··· Input data ···

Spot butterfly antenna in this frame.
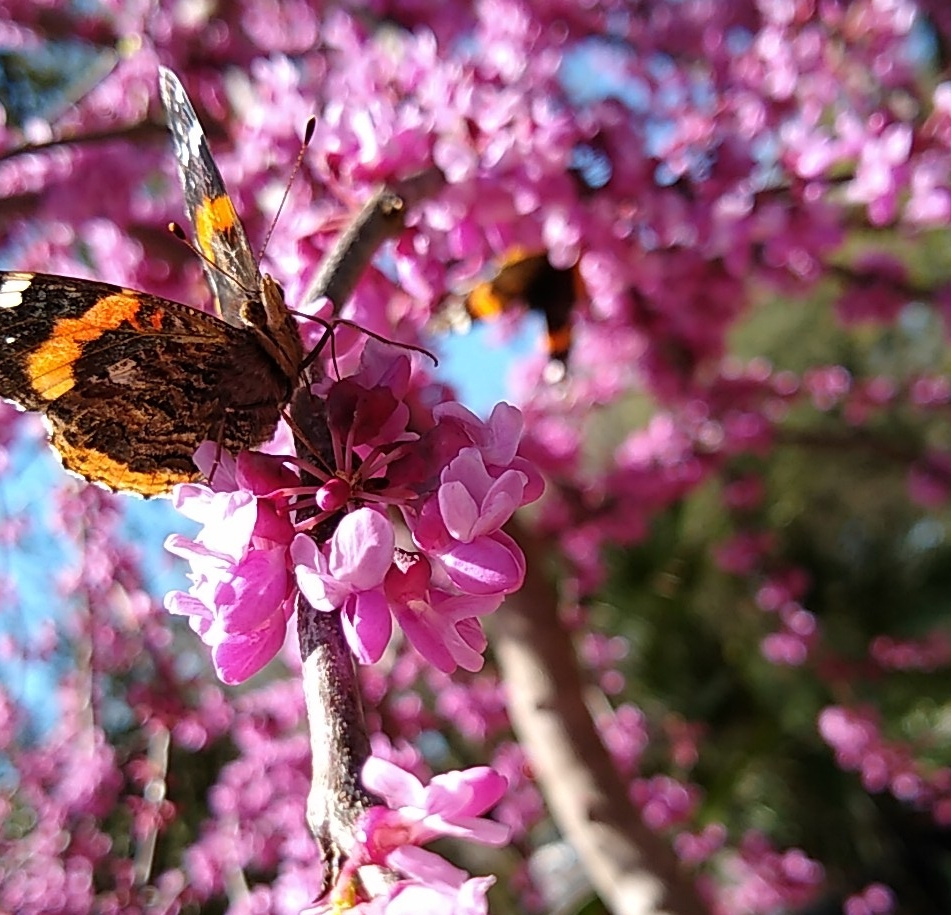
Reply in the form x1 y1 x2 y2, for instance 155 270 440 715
289 310 440 371
167 221 255 294
258 116 317 262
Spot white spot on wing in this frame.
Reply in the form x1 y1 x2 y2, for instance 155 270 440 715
158 67 204 169
4 336 16 345
0 274 33 307
184 119 204 165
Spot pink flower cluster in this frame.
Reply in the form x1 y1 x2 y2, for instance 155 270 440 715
845 883 896 915
708 832 824 915
166 340 542 683
870 632 951 671
308 756 510 915
818 705 951 825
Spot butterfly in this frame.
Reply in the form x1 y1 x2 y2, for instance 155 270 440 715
0 68 304 495
435 248 583 374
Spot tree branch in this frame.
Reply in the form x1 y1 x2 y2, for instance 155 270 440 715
0 119 168 163
297 596 375 875
289 387 374 891
490 519 709 915
300 168 444 312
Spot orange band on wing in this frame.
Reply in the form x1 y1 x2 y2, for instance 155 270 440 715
195 195 239 261
53 434 192 495
498 245 533 269
27 293 146 400
467 283 505 319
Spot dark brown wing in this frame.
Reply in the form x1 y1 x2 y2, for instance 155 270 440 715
0 271 289 495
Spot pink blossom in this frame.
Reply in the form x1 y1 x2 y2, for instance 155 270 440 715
381 851 495 915
413 502 527 596
360 755 510 851
412 449 529 596
908 452 951 507
292 508 396 663
306 854 494 915
845 122 912 225
631 775 701 830
870 633 951 672
164 447 299 684
163 337 541 677
384 552 500 673
714 832 824 914
844 883 896 915
310 758 508 913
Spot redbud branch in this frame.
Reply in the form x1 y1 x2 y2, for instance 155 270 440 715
24 10 121 48
0 120 168 163
0 191 42 224
297 594 376 885
490 520 709 915
132 723 170 886
289 384 376 889
299 168 444 312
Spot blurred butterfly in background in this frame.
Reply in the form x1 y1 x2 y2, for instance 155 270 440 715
435 249 584 378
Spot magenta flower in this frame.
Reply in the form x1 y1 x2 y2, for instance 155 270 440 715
411 448 529 596
845 122 912 226
439 448 528 540
433 401 523 466
384 552 500 673
305 858 493 915
307 757 509 914
292 508 396 663
315 338 412 448
359 755 511 851
433 402 545 500
165 335 541 679
164 446 299 684
379 851 495 915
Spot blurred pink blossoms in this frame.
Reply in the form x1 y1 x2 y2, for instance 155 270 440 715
165 340 543 683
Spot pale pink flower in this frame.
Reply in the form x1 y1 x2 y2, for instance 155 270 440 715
292 508 396 663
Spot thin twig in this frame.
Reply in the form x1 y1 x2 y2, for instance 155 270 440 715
0 119 167 163
133 724 170 886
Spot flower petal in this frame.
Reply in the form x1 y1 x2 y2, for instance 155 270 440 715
344 588 393 663
428 767 508 816
362 756 426 808
211 619 286 684
293 534 350 610
437 532 525 594
214 548 289 631
438 480 479 541
395 604 453 672
329 508 395 588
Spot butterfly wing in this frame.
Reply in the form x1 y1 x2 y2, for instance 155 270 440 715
158 67 261 327
0 272 288 494
465 252 577 364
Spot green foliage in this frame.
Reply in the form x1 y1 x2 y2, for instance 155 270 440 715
591 284 951 911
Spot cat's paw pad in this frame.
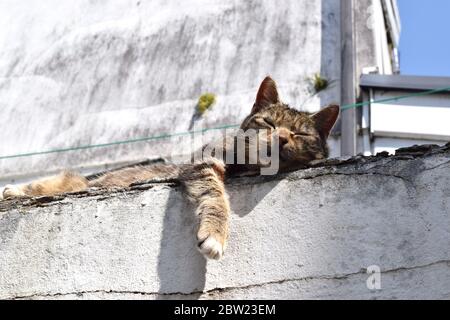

···

* Goal of the exercise *
For this exercise, output exactly the lines above from the line with "Spot pink flower cluster in this frame." to the line with "Spot blurred pink blossoms in this frame.", counting both, and leave out the rest.

* Exercise solution *
Spot pink flower cluster in this frame.
Reply in the form x1 y1 x2 y2, for instance 155 270 440 715
845 883 896 915
708 832 824 915
166 340 542 683
870 632 951 671
308 756 510 915
818 705 951 825
Spot butterfly in this frame.
Reply in the form x1 y1 x2 y2, for instance 155 270 440 715
0 68 304 495
435 248 583 374
Spot tree branch in this frame.
Reply in the form x1 y1 x2 y2, for instance 155 270 440 715
0 119 168 163
297 596 375 875
289 387 374 891
490 519 709 915
300 168 444 312
Spot orange band on wing in this frame.
Reply in the form x1 y1 x2 y2, for instance 155 270 440 715
195 195 239 261
53 434 192 495
498 245 533 269
27 293 146 400
467 283 505 319
Spot dark brown wing in this frame.
Reply in the form x1 y1 x2 y2, for instance 155 270 440 715
0 271 289 495
Spot pink blossom in this frame.
Reply in the form x1 y1 x2 y2, for instance 155 270 440 715
381 851 495 915
413 502 527 596
360 755 510 851
412 449 529 596
908 452 951 507
292 508 396 663
306 854 494 915
845 122 912 225
631 775 701 830
870 633 951 672
164 447 299 684
163 337 541 677
384 552 500 673
714 832 824 914
844 883 896 915
310 758 508 913
Spot redbud branch in this frame.
Reply in the form x1 y1 x2 y2, for instance 155 270 440 715
24 10 121 48
0 120 168 163
0 191 42 224
297 594 376 885
490 520 709 915
132 723 170 886
289 384 376 889
299 168 444 312
Spot blurred butterfly in background in this frame.
Reply in the form x1 y1 x2 y2, for instance 155 270 440 715
435 249 584 378
Spot magenta flower in this frame.
Reply in the form x1 y1 x2 y2, for instance 155 270 440 715
411 448 529 596
845 122 912 226
439 448 528 540
433 401 523 466
384 552 500 673
305 858 493 915
307 757 509 914
292 508 396 663
315 338 412 448
359 755 511 851
433 402 545 500
165 335 541 679
164 446 299 684
379 851 495 915
Spot blurred pink blossoms in this frame.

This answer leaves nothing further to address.